Stored dataset items:

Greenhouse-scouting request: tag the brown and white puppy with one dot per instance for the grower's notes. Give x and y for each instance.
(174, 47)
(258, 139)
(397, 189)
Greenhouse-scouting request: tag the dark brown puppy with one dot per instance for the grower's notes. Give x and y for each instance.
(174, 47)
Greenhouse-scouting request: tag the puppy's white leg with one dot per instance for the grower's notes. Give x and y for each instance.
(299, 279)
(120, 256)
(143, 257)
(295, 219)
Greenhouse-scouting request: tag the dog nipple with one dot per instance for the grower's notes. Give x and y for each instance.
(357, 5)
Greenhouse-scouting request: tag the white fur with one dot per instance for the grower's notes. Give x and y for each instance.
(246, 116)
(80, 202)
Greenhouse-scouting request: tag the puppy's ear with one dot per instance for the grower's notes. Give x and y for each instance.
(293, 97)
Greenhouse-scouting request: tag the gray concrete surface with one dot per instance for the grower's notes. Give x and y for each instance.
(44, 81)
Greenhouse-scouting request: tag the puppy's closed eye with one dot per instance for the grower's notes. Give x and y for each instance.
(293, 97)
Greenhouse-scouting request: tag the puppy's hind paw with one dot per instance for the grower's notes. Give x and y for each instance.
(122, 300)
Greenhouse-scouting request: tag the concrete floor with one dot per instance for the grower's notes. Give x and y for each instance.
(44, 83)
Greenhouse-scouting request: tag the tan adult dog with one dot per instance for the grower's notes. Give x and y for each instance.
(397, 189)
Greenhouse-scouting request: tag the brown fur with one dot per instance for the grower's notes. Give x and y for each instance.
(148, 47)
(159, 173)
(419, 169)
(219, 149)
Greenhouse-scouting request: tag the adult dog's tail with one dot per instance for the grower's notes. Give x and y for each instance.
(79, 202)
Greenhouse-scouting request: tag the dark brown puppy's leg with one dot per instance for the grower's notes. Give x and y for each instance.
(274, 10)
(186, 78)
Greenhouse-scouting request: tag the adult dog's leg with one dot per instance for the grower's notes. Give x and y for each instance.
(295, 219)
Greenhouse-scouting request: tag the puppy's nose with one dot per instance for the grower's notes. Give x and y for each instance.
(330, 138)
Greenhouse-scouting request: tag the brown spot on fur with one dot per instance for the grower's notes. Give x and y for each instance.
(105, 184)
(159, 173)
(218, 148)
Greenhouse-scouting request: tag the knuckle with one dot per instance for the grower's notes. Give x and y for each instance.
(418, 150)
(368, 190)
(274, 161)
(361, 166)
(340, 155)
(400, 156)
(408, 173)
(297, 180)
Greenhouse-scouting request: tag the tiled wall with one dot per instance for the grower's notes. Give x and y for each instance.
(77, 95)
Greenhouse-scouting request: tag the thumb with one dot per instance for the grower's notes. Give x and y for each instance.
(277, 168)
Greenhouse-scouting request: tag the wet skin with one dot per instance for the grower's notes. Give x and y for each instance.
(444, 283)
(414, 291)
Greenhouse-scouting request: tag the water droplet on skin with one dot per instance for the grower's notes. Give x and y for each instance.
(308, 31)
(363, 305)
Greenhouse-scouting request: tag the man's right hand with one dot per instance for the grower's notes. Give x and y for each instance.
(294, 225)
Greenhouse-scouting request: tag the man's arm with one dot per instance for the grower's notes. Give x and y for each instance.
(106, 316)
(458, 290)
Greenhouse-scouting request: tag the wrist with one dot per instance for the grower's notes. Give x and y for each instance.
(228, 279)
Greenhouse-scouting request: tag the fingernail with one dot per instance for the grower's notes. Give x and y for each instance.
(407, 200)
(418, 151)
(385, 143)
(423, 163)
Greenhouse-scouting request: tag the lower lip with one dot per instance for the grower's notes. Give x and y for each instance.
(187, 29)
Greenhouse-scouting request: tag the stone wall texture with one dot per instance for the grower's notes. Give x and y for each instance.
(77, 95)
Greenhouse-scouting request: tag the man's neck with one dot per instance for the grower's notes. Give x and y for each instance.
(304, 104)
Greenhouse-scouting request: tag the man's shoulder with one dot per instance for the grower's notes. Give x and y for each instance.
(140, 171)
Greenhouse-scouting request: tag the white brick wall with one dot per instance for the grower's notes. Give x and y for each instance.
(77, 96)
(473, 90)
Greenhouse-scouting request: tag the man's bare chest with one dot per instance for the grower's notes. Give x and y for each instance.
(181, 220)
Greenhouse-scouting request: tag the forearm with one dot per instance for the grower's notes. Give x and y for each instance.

**Exercise description:** Rewrite the stretch of records from the line containing "Greenhouse-scouting request: tag the man's bare" through the end of the records, keeping every request line as is, and raise each x and y coordinate in the answers by 43.

**Exercise response:**
Greenhouse-scouting request: tag the man's bare chest with one dot per instance for the grower's notes. Give x and y for each instance.
(224, 263)
Greenhouse-scouting request: tag the forearm with one dot per instance for the grower's notes. Give x and y for each instance.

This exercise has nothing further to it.